▶ [ABOUT THIS EXERCISE]:
Each entry that follows is to be retyped exactly. Pictures do not belong in the copy.

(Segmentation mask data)
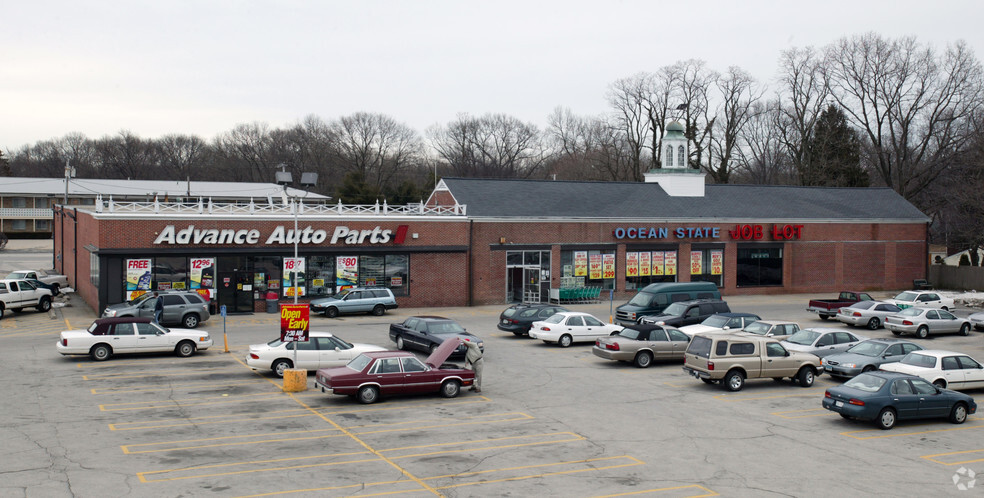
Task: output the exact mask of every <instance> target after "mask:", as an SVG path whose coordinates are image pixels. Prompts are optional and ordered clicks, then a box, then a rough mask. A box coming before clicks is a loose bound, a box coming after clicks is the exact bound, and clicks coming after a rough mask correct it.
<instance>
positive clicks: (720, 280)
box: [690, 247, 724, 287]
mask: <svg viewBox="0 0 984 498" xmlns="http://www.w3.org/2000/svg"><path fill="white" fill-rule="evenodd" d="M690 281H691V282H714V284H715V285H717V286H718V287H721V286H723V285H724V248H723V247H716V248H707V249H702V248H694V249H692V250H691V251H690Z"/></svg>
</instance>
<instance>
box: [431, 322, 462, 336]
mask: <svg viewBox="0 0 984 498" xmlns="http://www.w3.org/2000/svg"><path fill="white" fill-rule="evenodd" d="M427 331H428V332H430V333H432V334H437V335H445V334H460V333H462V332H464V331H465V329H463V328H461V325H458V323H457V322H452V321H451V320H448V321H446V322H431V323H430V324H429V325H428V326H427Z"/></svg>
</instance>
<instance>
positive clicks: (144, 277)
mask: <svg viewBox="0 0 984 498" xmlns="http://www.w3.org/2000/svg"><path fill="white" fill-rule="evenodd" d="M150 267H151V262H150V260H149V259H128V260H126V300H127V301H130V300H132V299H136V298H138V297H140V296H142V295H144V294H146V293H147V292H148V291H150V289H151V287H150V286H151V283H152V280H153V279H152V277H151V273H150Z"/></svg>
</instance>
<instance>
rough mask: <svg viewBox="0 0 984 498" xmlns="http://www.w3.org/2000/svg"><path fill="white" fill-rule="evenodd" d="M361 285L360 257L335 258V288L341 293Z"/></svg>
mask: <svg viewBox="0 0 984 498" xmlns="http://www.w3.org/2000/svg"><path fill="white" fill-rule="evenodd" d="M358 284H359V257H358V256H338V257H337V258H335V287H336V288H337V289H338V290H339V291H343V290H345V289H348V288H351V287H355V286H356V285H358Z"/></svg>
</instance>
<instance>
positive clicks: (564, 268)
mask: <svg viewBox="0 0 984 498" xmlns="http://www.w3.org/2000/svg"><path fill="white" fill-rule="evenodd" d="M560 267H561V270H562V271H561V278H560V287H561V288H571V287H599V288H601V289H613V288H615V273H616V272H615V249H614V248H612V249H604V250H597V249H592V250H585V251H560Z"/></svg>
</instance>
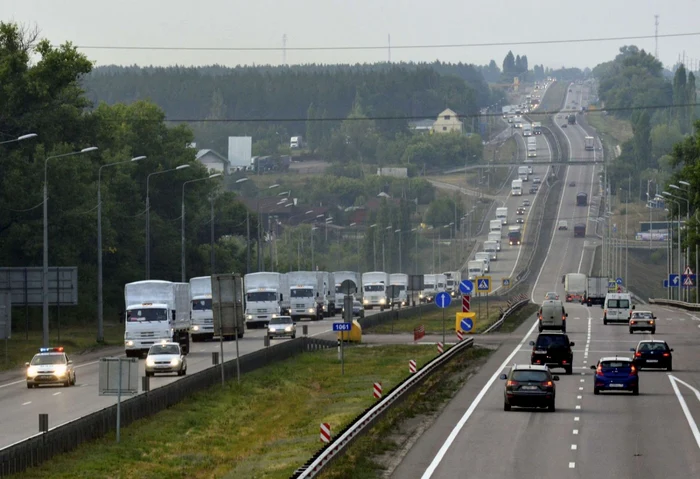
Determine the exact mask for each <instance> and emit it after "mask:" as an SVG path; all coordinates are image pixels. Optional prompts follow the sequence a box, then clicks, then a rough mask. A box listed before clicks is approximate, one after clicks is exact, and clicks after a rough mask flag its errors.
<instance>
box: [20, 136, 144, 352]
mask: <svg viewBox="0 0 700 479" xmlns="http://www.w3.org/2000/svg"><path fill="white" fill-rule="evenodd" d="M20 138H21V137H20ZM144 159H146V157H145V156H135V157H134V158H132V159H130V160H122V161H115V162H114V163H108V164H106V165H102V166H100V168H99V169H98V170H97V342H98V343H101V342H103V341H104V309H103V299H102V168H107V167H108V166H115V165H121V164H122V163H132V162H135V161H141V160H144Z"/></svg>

▶ [TASK SOLUTION]:
Task: output the exact mask of every <instance> target after "mask:", as an SVG path whose coordinates are image pixels. Prompts are optional and ordered clicks, then a box, then a rough mask. A box coming before clicks is a loose bound, a box coming after clicks is the exact bound, and clicks coming after a rough mask correct it.
<instance>
positive clicks: (720, 280)
box: [690, 247, 724, 287]
mask: <svg viewBox="0 0 984 498" xmlns="http://www.w3.org/2000/svg"><path fill="white" fill-rule="evenodd" d="M690 281H691V282H714V284H715V285H717V286H718V287H721V286H723V285H724V248H723V247H716V248H707V249H702V248H694V249H692V250H691V251H690Z"/></svg>
</instance>
<instance>
box: [431, 322, 462, 336]
mask: <svg viewBox="0 0 984 498" xmlns="http://www.w3.org/2000/svg"><path fill="white" fill-rule="evenodd" d="M427 331H428V332H430V333H432V334H437V335H445V334H460V333H462V332H464V331H465V329H463V328H461V325H458V323H457V322H452V321H451V320H448V321H446V322H431V323H430V324H429V325H428V326H427Z"/></svg>
</instance>
<instance>
positive clicks: (144, 277)
mask: <svg viewBox="0 0 984 498" xmlns="http://www.w3.org/2000/svg"><path fill="white" fill-rule="evenodd" d="M150 267H151V262H150V260H149V259H128V260H126V300H127V301H130V300H132V299H136V298H138V297H140V296H142V295H144V294H146V293H147V292H148V291H150V289H151V287H150V286H151V283H152V280H153V279H152V277H151V273H150Z"/></svg>
</instance>
<instance>
rough mask: <svg viewBox="0 0 984 498" xmlns="http://www.w3.org/2000/svg"><path fill="white" fill-rule="evenodd" d="M361 285L360 257L335 258V288L341 293Z"/></svg>
mask: <svg viewBox="0 0 984 498" xmlns="http://www.w3.org/2000/svg"><path fill="white" fill-rule="evenodd" d="M358 284H359V257H358V256H338V257H337V258H335V287H336V288H337V289H338V290H339V291H343V290H345V289H348V288H351V287H355V286H356V285H358Z"/></svg>
</instance>
<instance>
positive clicks: (564, 268)
mask: <svg viewBox="0 0 984 498" xmlns="http://www.w3.org/2000/svg"><path fill="white" fill-rule="evenodd" d="M560 267H561V270H562V271H561V278H560V287H561V288H571V287H599V288H601V289H613V288H615V273H616V272H615V249H614V248H612V249H604V250H597V249H592V250H585V251H560Z"/></svg>
</instance>
Determine the exact mask for each <instance> and emit it after "mask:" as an SVG path; all coordinates are image pixels. Optional prompts follow the sequence a box, then clicks, then a rough mask. A box listed before clicks is approximate, one after clicks is exact, and clicks after a rough mask flag its errors.
<instance>
box: [20, 136, 144, 352]
mask: <svg viewBox="0 0 700 479" xmlns="http://www.w3.org/2000/svg"><path fill="white" fill-rule="evenodd" d="M20 138H21V137H20ZM144 159H146V157H145V156H135V157H134V158H132V159H130V160H122V161H115V162H114V163H108V164H106V165H102V166H100V168H99V169H98V170H97V342H98V343H101V342H103V341H104V309H103V299H102V168H107V167H108V166H115V165H121V164H122V163H132V162H135V161H141V160H144Z"/></svg>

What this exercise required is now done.